*Work to be completed*. Your task is to copy the material exactly.
____
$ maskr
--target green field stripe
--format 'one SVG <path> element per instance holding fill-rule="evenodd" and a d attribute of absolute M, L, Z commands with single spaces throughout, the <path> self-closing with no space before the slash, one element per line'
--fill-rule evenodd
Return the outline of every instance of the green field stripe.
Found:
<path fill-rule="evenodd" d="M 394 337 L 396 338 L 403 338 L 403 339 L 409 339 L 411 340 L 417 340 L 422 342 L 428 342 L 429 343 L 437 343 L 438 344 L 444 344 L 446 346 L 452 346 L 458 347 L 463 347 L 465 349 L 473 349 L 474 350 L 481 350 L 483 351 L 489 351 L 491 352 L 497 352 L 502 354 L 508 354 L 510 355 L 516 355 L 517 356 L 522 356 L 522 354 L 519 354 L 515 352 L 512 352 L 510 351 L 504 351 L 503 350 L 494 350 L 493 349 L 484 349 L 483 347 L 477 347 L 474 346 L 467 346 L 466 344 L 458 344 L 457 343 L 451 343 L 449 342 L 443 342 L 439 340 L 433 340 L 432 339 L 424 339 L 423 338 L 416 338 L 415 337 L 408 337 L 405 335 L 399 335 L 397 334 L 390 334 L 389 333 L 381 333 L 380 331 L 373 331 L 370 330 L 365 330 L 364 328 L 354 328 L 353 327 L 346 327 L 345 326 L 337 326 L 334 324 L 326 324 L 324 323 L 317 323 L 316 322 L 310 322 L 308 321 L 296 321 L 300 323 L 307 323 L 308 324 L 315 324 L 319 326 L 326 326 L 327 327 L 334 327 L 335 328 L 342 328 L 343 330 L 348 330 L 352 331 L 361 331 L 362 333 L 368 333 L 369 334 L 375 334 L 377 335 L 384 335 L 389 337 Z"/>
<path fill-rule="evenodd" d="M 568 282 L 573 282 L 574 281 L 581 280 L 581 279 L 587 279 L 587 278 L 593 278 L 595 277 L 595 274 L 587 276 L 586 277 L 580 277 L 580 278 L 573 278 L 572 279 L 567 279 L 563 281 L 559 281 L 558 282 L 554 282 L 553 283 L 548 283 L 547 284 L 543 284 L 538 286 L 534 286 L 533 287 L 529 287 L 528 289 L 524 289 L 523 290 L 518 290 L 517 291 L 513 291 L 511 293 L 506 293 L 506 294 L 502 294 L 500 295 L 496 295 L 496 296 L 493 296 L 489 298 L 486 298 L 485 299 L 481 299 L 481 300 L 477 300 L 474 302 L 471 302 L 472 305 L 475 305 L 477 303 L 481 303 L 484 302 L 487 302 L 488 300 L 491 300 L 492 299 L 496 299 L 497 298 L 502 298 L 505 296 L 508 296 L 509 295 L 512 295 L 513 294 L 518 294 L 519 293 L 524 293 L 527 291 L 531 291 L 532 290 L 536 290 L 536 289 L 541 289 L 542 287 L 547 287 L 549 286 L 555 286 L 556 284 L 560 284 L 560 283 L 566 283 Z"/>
____
*Result for this task*.
$ maskr
--target green field stripe
--format 'one SVG <path> element per instance holding fill-rule="evenodd" and a d attribute of absolute M, L, Z commands with single spaces throughout, the <path> self-closing with no space before the slash, one element per line'
--fill-rule evenodd
Return the outline of every instance of the green field stripe.
Found:
<path fill-rule="evenodd" d="M 394 337 L 396 338 L 403 338 L 403 339 L 409 339 L 411 340 L 417 340 L 422 342 L 428 342 L 429 343 L 437 343 L 438 344 L 444 344 L 446 346 L 452 346 L 458 347 L 463 347 L 465 349 L 473 349 L 474 350 L 481 350 L 483 351 L 489 351 L 491 352 L 497 352 L 502 354 L 508 354 L 510 355 L 516 355 L 517 356 L 522 356 L 522 354 L 519 354 L 515 352 L 512 352 L 510 351 L 504 351 L 503 350 L 494 350 L 493 349 L 484 349 L 483 347 L 477 347 L 474 346 L 467 346 L 466 344 L 458 344 L 457 343 L 451 343 L 449 342 L 443 342 L 439 340 L 433 340 L 432 339 L 424 339 L 423 338 L 416 338 L 415 337 L 408 337 L 405 335 L 399 335 L 397 334 L 390 334 L 389 333 L 381 333 L 380 331 L 373 331 L 370 330 L 365 330 L 364 328 L 354 328 L 353 327 L 346 327 L 345 326 L 337 326 L 334 324 L 326 324 L 324 323 L 317 323 L 316 322 L 310 322 L 308 321 L 296 321 L 300 323 L 307 323 L 308 324 L 315 324 L 319 326 L 326 326 L 327 327 L 334 327 L 335 328 L 342 328 L 343 330 L 348 330 L 352 331 L 361 331 L 362 333 L 368 333 L 369 334 L 375 334 L 377 335 L 384 335 L 389 337 Z"/>
<path fill-rule="evenodd" d="M 568 282 L 573 282 L 574 281 L 581 280 L 581 279 L 587 279 L 587 278 L 593 278 L 595 277 L 595 274 L 587 276 L 586 277 L 580 277 L 580 278 L 573 278 L 572 279 L 567 279 L 563 281 L 559 281 L 558 282 L 554 282 L 553 283 L 548 283 L 547 284 L 543 284 L 538 286 L 534 286 L 533 287 L 529 287 L 528 289 L 524 289 L 523 290 L 518 290 L 517 291 L 513 291 L 511 293 L 506 293 L 506 294 L 502 294 L 500 295 L 496 295 L 496 296 L 493 296 L 489 298 L 486 298 L 485 299 L 481 299 L 481 300 L 477 300 L 474 302 L 471 302 L 472 305 L 475 305 L 477 303 L 481 303 L 484 302 L 487 302 L 488 300 L 491 300 L 492 299 L 496 299 L 497 298 L 502 298 L 505 296 L 508 296 L 509 295 L 512 295 L 513 294 L 518 294 L 519 293 L 524 293 L 527 291 L 531 291 L 532 290 L 536 290 L 536 289 L 541 289 L 542 287 L 547 287 L 549 286 L 555 286 L 556 284 L 560 284 L 560 283 L 566 283 Z"/>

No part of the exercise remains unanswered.